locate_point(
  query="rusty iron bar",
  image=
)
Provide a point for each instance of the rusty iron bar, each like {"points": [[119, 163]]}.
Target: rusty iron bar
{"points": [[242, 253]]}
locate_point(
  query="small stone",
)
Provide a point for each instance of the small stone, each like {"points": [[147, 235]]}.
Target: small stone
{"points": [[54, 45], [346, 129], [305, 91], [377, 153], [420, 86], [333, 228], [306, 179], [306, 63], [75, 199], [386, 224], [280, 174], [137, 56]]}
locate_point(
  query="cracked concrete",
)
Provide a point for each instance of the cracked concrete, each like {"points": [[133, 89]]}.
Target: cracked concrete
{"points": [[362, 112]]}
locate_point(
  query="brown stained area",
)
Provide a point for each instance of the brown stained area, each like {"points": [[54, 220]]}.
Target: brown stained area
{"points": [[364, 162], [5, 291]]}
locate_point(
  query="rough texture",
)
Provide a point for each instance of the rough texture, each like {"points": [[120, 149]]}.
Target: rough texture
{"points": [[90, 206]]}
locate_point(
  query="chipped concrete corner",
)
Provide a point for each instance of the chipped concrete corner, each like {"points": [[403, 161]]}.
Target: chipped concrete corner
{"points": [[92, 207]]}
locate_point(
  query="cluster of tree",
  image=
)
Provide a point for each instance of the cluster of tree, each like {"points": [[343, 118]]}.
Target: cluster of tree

## Task prompt:
Show all lines from the records above where the word "like" occurs.

## Solved problem:
Provide a point for each instance of the rusty iron bar, each like {"points": [[119, 163]]}.
Provide a point for each instance of the small stone, each like {"points": [[147, 235]]}.
Provide a point for each instance of the cracked concrete, each like {"points": [[133, 89]]}.
Provide a point for each instance of the brown stained area, each like {"points": [[54, 220]]}.
Provide a point for each instance of the rough texture, each like {"points": [[120, 149]]}.
Provide a point for each instance of the chipped concrete corner, each like {"points": [[403, 161]]}.
Provide a point for each instance of the cluster of tree, each like {"points": [[343, 118]]}.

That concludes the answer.